• [Requirements] Count the lines of the records below that contain the word "compression", and reply with the number alone.

• [Stored dataset items]
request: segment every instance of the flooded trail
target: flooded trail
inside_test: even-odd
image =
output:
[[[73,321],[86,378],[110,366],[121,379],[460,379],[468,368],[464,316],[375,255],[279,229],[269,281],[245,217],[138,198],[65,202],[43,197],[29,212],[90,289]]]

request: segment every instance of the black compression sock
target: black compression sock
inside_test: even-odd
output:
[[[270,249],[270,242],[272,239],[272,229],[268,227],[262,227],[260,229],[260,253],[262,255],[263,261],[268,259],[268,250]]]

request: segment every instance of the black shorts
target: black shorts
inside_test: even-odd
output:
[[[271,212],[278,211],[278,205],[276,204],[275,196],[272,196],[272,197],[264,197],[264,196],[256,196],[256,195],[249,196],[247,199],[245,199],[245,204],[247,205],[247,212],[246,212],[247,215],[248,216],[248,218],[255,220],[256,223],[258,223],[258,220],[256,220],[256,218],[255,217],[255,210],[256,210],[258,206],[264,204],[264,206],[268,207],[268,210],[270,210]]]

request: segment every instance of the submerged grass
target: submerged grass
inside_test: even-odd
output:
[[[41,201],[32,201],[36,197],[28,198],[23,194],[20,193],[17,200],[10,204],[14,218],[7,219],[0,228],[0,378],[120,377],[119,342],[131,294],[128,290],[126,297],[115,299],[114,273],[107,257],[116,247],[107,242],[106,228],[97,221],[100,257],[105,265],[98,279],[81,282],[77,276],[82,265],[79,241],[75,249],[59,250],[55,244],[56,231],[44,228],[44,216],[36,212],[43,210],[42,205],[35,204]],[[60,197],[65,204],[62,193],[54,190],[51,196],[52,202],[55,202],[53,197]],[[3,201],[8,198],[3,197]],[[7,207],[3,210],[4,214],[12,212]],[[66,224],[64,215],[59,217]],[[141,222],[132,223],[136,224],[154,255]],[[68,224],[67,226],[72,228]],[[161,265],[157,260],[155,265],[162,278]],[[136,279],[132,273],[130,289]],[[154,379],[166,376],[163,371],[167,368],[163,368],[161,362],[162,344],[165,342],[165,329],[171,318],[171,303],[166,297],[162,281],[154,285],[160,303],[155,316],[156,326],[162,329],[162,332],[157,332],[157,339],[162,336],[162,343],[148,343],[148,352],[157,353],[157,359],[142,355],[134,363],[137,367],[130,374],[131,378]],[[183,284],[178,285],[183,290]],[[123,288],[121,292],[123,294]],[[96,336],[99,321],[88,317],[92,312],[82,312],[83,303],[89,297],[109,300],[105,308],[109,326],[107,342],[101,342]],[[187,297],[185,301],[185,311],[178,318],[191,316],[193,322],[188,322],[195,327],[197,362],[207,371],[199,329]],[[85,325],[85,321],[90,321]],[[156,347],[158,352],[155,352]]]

---

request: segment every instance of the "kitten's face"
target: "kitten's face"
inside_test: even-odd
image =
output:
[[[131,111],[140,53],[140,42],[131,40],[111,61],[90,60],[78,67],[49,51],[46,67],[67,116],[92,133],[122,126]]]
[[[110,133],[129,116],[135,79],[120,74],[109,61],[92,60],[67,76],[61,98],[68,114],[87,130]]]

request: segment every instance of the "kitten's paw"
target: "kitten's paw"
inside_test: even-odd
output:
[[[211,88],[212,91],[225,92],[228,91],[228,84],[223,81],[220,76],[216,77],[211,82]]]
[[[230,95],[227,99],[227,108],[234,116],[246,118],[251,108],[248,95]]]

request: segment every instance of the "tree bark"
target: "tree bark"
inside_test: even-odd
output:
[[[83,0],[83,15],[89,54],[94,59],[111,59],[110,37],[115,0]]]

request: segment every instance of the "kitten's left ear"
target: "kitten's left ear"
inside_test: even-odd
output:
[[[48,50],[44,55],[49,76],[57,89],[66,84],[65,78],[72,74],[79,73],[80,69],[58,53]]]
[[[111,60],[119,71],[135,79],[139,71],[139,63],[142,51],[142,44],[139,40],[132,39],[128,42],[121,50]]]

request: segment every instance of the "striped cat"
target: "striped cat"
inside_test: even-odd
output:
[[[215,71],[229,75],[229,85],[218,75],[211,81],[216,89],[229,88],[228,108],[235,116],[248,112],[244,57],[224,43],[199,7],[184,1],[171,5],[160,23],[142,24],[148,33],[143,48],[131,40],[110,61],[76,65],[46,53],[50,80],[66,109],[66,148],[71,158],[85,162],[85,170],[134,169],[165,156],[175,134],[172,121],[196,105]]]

• [Response] 2